Dataset rows:
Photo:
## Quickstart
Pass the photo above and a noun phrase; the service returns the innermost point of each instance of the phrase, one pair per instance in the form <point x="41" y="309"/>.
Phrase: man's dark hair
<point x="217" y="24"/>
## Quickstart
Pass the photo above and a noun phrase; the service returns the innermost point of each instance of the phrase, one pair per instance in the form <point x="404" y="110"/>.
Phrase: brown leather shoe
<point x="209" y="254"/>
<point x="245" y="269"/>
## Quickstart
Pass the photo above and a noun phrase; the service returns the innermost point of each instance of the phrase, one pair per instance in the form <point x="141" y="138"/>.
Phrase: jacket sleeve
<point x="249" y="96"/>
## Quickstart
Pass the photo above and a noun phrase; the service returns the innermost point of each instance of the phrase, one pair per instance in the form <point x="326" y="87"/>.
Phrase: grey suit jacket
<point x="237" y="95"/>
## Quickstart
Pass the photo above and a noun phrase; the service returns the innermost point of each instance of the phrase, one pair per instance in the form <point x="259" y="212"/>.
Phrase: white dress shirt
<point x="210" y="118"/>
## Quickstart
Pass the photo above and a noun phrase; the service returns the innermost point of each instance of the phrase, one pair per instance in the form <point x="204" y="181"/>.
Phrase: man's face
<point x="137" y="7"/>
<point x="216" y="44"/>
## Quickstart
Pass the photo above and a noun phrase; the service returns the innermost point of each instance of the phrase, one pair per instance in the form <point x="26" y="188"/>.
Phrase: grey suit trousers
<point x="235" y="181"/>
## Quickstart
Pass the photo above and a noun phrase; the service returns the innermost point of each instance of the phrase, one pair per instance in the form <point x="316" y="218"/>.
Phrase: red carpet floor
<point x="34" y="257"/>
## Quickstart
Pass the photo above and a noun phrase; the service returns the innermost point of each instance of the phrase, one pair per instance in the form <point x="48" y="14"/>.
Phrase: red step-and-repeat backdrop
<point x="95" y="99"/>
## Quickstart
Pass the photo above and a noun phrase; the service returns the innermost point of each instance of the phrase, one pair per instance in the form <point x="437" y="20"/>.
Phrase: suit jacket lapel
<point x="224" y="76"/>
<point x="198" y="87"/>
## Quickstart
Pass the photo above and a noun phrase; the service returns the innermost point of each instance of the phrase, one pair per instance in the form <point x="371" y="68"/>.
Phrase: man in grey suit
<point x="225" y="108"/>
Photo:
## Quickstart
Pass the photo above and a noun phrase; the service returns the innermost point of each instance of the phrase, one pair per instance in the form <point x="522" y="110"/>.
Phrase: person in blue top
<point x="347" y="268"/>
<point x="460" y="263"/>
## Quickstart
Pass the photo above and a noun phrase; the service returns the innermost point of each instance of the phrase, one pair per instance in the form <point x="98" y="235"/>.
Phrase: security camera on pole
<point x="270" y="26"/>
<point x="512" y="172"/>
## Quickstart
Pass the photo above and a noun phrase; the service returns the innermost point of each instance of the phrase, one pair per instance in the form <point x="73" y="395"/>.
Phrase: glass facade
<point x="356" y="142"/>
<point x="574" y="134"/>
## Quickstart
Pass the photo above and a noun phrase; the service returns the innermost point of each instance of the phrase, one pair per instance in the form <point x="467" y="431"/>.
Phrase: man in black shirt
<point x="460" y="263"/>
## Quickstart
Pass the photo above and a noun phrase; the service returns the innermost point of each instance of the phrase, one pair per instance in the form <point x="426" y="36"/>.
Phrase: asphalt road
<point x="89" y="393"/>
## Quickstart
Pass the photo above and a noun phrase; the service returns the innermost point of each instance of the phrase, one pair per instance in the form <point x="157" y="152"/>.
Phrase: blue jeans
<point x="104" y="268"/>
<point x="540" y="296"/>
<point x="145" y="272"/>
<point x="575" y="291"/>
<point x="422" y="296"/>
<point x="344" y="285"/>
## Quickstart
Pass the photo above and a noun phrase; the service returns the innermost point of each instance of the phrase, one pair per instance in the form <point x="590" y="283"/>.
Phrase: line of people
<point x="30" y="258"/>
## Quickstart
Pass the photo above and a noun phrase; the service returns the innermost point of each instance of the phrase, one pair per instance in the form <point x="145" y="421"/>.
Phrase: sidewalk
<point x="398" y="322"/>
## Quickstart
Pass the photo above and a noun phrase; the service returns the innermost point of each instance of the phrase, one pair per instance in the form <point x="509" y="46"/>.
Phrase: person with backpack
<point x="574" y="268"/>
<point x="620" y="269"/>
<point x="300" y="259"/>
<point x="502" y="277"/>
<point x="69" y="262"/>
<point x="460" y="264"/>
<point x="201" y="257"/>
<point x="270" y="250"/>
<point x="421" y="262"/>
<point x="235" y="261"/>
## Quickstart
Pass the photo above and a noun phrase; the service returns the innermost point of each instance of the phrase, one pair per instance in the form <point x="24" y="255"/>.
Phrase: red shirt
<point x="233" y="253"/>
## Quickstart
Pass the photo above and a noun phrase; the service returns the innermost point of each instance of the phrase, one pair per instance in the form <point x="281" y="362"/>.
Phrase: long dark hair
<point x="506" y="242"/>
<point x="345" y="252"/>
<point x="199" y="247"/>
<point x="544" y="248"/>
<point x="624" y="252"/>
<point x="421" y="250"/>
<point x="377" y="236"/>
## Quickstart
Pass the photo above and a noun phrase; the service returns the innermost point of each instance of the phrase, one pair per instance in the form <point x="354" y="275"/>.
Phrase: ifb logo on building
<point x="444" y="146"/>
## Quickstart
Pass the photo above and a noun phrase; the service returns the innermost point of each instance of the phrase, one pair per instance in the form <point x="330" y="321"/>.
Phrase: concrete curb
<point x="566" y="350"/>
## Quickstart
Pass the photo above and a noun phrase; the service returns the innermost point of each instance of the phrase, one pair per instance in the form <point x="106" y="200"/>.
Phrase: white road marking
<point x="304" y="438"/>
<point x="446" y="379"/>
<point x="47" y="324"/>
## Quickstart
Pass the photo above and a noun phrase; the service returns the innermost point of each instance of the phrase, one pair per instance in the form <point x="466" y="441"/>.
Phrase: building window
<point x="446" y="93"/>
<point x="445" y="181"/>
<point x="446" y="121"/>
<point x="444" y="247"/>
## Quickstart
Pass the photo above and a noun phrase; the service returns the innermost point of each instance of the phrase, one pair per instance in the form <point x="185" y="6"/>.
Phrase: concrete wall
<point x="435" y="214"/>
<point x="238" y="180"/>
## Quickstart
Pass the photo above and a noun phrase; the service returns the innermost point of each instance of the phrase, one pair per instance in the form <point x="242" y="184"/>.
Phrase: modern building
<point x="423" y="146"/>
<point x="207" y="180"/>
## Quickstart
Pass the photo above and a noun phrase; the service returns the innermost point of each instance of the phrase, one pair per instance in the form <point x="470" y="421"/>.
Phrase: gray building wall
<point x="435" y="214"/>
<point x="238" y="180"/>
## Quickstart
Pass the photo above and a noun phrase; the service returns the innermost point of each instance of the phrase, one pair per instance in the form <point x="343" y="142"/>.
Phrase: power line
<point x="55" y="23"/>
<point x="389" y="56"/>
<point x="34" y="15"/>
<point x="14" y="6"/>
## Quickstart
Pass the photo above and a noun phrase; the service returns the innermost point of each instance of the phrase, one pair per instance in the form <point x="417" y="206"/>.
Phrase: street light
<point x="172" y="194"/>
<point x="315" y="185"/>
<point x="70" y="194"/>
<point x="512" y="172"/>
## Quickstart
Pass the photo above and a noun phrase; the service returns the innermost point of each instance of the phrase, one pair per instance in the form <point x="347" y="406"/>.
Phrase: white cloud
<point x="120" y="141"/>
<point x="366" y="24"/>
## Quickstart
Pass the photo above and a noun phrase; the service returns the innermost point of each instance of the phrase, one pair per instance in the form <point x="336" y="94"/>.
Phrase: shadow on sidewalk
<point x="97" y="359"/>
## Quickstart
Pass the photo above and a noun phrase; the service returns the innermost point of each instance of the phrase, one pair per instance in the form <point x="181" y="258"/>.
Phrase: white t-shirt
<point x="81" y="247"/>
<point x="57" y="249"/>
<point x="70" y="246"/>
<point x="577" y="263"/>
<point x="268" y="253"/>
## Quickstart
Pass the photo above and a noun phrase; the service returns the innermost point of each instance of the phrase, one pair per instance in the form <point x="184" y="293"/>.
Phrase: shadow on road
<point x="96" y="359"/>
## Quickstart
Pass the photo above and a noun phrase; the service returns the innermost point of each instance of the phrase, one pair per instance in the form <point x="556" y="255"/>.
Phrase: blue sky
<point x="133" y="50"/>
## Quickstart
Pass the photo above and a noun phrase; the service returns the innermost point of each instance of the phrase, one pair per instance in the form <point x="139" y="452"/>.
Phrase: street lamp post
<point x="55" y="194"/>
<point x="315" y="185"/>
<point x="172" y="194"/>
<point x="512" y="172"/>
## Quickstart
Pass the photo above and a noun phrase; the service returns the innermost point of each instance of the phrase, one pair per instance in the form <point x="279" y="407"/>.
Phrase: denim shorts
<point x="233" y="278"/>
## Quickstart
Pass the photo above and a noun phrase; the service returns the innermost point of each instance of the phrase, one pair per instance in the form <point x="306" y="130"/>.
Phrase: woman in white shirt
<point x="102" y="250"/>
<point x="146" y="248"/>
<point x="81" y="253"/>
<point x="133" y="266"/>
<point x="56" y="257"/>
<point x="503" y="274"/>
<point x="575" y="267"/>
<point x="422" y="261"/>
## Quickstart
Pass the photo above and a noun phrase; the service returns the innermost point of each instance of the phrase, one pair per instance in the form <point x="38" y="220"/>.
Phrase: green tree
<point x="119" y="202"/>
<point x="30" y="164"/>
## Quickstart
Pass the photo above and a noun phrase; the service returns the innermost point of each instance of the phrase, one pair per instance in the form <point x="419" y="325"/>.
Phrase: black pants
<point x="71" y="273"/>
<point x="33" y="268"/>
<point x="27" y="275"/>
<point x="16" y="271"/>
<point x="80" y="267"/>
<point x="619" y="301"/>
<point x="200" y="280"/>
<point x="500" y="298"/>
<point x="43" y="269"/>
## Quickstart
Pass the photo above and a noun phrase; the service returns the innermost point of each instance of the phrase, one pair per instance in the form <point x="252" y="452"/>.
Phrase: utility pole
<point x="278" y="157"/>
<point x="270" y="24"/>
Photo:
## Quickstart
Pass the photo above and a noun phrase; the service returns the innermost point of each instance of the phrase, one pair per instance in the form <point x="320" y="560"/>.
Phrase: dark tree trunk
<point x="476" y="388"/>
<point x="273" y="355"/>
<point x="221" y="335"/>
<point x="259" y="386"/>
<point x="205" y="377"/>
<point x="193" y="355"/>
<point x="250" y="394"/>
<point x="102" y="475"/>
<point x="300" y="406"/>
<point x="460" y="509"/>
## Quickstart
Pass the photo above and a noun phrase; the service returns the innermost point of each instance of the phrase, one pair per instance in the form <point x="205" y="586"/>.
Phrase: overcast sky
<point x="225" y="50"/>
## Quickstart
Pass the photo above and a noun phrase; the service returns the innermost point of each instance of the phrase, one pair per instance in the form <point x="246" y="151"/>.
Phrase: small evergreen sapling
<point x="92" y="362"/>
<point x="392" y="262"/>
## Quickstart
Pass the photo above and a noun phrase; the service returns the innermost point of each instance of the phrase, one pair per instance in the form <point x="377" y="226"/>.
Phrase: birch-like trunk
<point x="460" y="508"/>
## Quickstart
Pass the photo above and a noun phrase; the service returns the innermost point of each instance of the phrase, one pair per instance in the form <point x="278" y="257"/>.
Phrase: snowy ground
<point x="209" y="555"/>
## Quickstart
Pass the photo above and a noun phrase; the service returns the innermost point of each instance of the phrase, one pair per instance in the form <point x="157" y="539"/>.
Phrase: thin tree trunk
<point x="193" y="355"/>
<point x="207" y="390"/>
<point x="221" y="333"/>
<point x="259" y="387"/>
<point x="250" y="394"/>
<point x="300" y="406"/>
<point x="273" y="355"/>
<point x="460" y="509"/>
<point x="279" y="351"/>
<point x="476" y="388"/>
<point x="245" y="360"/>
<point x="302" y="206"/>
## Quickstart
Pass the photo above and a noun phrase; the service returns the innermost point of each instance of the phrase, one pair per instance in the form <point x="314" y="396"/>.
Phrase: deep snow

→ Written problem:
Pick out every line of the listing above that contains the word "black", and copy each one in full.

→ Reply:
Phrase: man in black shirt
Phrase: black pants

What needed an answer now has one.